| EXERCISE TASK 1 |
Copy the stored data entries word for word, from their first line up to and including the line that contains "349L768 345L764 2L0".

| GIVEN PASSAGE |
◇ ◇ ◇ ◇ ◇ ◇ ◇

Safety Factors Used in Formula One

[Callum]

I'm a fourth year student mechanical engineer and I am currently doing a six month engineering placement. Here I have been properly introduced to safety factors of particular equipment used for lifting things. During the conversation the safety factor used for air planes was mentioned (around 1.1 I believe) and it got me thinking...Does anyone know what safety factors are commonly used for parts of F1 cars?

[Greg Locock]

No I don't.

FoS are better described as factors of ignorance. If you know exactly what the loading regime is, and you are 100% confident of your material, and manufacturing process (etc etc) then you can use a an FoS of one, that is you can design to the exact stresses, which may even involve some plastic behaviour.

Obviously in the real world there are many sources of uncertainity so FoS>1. Also different parts of the car will be deliberately or accidentally designed to different FoS.

Finally not all parts are stress limited, for example the floor/firewall/roof/A/B/D pillar/rear bulkead system in a passenger car is largely stiffness constrained, not strength. The spring towers on the other hand tend to be strength limited.

Incidentally that 1.1 figure is way off for commercial or military a/c.

◇ ◇ ◇ ◇ ◇ ◇ ◇

Stored data entries:

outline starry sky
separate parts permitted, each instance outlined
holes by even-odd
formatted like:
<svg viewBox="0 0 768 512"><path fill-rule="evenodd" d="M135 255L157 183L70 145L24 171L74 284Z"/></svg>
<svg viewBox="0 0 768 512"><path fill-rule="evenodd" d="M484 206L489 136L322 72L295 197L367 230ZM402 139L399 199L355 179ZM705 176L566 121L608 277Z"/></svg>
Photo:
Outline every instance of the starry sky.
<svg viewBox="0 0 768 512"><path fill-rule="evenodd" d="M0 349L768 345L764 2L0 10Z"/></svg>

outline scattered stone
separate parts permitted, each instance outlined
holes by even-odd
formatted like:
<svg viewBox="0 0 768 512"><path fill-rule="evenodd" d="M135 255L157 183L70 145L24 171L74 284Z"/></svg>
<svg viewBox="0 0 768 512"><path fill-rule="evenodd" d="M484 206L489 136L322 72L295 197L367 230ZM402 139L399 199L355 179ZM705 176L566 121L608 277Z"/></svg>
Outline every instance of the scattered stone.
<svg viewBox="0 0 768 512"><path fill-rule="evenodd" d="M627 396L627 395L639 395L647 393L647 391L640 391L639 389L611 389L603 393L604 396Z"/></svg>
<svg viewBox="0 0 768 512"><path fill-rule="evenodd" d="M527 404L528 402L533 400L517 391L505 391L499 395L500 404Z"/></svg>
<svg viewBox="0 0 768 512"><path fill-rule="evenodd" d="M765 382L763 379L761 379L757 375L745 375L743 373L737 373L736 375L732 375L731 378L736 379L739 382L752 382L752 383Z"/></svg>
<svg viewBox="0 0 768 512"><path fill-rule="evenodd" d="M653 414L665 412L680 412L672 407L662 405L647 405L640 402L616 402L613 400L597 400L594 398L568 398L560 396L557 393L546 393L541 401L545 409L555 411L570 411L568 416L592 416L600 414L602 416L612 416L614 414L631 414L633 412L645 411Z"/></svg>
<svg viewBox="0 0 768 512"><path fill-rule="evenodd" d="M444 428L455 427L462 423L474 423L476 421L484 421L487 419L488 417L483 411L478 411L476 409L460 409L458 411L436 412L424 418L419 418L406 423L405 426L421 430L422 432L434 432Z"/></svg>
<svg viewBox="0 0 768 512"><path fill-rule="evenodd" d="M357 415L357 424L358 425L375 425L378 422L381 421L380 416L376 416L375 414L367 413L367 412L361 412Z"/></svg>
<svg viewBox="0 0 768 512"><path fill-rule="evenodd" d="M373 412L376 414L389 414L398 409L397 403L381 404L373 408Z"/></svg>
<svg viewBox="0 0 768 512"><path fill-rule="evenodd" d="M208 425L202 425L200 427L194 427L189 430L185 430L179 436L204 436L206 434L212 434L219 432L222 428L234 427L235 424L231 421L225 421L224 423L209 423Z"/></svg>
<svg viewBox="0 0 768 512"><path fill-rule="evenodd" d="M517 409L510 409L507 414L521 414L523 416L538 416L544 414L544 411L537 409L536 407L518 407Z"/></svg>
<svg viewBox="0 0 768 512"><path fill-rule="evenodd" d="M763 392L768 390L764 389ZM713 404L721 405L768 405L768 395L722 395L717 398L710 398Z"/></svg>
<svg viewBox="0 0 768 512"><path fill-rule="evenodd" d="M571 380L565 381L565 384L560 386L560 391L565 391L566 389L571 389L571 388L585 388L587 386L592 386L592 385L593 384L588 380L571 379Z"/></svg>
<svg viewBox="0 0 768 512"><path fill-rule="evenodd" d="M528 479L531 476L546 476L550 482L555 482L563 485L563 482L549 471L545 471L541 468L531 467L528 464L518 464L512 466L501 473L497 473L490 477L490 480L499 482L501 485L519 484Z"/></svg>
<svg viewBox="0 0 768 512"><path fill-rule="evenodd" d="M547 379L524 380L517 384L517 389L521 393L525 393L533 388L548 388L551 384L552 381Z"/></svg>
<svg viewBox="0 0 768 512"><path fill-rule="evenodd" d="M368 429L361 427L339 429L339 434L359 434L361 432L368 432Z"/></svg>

◇ ◇ ◇ ◇ ◇ ◇ ◇

| EXERCISE TASK 2 |
Write the next part of the forum thread about safety factors in Formula One cars, picking up after its final line.

| FINAL RESULT 1 |
outline starry sky
separate parts permitted, each instance outlined
holes by even-odd
formatted like:
<svg viewBox="0 0 768 512"><path fill-rule="evenodd" d="M135 255L157 183L70 145L24 171L74 284Z"/></svg>
<svg viewBox="0 0 768 512"><path fill-rule="evenodd" d="M484 206L489 136L322 72L295 197L367 230ZM402 139L399 199L355 179ZM705 176L566 121L608 277Z"/></svg>
Photo:
Outline every instance of the starry sky.
<svg viewBox="0 0 768 512"><path fill-rule="evenodd" d="M0 349L768 345L764 2L0 10Z"/></svg>

| FINAL RESULT 2 |
[Callum]

Interesting, Greg. What do you mean by stiffness constrained?

[Greg Locock]

It means the structure's primary target is stfiffness, once that is achieved there may be a few local hot spots to beef up for strength, but the design process is stiffness based.

[Greg Locock]

FAA have a blanket FoS of 1.5 (or greater) for civilian a/c. Military a/c used to use 1.5, but can choose what they like, and in the case of fly by wire they typically drop to 1.38, as they are less likely to see flight overload conditions. Bear in mind that to some extent, except when landing, an aircraft is rather more the master of its own destiny than a car, if the pilot can't physically move the joystick to generate a 5 g turn, and stays out of thunderstorms, then it isn't going to do 5g, whereas a car designed for 4g sideswiping a kerb will easily see instantaneous loads ~20g or so.


There's at least 2 other factors involved - what material property are you working from, and what manouevres are you applying. These can both be conservative, giving an extra margin of error. Or not, and not.

[Richard]

I think Greg means that if you have deflection as your limiting criteria (ie serviceability state) then the FoS for failure (ultimate limit state) is often not critical.

Also the FoS is usually compounded from many factors to take into account variability of input forces, material properties and consequence of failure. So life critical systems with a long operating life have a much higher safety threshold than temporary systems with no life safety consequences. Hence Colin Chapman's adage that the perfect car falls apart on the line would not work for mass production. It would also be somewhat unacceptable in aviation or structural engineering.

By the way, talking of lifting things, have a look at the rating plate on a lift/elevator. It's impossible to get humans packed densely enough to generate that load. Then the lift engineer and structural engineer whack on 1.6 FoS.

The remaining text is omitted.